--- GIVEN DATA ---

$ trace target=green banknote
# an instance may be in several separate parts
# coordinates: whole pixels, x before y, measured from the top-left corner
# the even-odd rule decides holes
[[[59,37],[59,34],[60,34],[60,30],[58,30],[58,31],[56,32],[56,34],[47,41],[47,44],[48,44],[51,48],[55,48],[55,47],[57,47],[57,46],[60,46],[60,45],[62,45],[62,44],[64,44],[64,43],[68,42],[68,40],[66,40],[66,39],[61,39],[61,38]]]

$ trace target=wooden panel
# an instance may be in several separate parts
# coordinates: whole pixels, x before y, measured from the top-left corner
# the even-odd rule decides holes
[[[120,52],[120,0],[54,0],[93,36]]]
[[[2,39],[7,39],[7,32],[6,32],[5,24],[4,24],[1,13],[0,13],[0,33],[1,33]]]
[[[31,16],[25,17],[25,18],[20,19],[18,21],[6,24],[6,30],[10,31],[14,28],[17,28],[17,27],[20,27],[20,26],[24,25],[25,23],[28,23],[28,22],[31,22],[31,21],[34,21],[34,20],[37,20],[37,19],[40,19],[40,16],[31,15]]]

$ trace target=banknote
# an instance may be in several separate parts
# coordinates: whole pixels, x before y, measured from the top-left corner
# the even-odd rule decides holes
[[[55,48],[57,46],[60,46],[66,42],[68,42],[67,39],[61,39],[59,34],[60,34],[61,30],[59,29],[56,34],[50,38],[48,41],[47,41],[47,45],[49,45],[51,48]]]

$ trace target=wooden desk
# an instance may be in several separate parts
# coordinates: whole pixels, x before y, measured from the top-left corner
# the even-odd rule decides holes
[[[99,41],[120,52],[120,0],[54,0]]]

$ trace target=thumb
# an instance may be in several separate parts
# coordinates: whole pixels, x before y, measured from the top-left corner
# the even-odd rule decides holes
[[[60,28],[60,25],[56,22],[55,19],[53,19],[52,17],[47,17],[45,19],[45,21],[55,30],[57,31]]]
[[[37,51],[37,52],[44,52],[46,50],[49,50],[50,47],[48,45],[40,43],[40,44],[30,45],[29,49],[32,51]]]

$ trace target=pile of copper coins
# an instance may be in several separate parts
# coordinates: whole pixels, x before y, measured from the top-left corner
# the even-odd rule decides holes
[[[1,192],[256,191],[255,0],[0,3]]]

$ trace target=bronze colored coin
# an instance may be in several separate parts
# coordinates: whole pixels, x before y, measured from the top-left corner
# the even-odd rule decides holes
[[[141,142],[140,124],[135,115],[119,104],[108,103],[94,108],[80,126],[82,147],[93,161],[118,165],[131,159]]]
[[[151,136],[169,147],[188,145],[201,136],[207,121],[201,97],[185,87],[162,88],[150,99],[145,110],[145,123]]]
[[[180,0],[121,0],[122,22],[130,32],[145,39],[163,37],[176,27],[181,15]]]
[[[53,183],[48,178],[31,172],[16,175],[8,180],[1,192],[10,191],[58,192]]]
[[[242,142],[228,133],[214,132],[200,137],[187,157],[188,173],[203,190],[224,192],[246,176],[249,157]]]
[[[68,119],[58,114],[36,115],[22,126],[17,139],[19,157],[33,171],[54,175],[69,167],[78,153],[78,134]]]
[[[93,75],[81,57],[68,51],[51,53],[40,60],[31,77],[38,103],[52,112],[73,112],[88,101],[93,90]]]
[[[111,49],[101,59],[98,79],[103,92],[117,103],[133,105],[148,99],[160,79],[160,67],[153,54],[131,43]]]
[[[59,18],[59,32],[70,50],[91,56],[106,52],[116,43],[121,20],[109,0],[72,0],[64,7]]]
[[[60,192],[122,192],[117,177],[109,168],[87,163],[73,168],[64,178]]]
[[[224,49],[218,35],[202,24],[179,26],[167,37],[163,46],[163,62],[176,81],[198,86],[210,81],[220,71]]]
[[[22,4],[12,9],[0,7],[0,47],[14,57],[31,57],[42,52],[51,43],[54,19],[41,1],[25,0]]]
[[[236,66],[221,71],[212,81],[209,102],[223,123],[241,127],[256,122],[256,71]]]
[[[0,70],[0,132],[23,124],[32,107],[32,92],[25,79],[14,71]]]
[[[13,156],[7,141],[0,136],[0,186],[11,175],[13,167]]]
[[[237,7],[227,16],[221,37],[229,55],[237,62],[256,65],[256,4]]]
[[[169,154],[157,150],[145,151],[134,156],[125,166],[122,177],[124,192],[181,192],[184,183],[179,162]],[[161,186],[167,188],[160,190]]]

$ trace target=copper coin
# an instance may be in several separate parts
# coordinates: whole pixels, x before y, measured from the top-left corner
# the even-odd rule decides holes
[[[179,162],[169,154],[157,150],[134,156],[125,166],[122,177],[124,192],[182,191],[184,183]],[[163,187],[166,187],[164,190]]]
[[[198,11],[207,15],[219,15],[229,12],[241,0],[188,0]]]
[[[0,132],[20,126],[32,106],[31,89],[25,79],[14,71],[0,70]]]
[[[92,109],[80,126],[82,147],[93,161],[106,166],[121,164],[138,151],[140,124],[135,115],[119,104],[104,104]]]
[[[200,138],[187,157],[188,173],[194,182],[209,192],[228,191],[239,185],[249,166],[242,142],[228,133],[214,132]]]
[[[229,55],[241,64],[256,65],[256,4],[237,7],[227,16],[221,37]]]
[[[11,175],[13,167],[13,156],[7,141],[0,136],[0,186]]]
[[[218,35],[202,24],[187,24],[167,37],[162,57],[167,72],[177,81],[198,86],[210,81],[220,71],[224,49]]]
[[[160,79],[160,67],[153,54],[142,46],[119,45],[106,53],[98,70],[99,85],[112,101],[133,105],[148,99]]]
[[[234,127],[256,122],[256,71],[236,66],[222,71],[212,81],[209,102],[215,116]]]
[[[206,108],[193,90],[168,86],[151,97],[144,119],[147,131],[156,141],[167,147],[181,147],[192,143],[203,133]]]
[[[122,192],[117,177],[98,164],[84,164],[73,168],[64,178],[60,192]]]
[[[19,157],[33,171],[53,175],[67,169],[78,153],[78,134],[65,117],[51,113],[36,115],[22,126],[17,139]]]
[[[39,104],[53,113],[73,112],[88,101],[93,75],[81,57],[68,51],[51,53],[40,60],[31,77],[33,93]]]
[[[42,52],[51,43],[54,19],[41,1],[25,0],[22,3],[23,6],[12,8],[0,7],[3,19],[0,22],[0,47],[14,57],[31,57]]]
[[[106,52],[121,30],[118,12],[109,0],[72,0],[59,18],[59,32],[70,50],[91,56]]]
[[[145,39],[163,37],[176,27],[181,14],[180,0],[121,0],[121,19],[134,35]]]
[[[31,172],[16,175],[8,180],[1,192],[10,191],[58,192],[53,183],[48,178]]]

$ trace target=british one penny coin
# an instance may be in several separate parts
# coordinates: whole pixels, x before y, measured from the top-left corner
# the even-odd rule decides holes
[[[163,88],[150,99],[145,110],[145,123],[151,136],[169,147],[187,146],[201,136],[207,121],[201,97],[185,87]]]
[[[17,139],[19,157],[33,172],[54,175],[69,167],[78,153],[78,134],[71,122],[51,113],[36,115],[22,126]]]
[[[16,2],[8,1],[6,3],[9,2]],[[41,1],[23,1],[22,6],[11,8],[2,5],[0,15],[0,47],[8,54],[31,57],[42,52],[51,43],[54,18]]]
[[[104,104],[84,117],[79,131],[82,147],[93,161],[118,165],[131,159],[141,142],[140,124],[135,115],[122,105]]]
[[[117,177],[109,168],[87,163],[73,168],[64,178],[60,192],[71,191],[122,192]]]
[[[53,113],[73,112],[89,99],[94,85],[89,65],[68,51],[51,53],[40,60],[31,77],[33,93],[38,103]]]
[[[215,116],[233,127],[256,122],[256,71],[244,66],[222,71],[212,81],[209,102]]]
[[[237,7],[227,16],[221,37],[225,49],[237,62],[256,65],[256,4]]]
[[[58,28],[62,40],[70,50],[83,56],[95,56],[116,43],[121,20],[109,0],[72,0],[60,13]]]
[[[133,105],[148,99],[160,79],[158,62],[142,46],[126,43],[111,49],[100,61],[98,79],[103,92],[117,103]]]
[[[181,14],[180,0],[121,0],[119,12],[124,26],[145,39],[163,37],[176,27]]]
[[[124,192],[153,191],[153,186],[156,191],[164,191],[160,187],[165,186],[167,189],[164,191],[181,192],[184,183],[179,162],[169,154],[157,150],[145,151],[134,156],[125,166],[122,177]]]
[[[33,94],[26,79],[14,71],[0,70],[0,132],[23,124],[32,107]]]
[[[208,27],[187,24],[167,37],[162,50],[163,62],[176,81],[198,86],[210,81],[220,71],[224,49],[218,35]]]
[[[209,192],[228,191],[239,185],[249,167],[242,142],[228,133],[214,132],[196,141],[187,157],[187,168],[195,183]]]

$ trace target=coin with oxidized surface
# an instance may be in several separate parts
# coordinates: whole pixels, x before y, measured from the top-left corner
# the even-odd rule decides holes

--- PROMPT ---
Repeat, without change, each line of the data above from the one that contains "with oxidized surface" through the final line, counting both.

--- RESULT FOR THIS EXERCISE ---
$ trace target=coin with oxidized surface
# an instance may be in several separate parts
# coordinates: whole pixels, x before y, measured from the top-left corner
# the even-odd rule decides holes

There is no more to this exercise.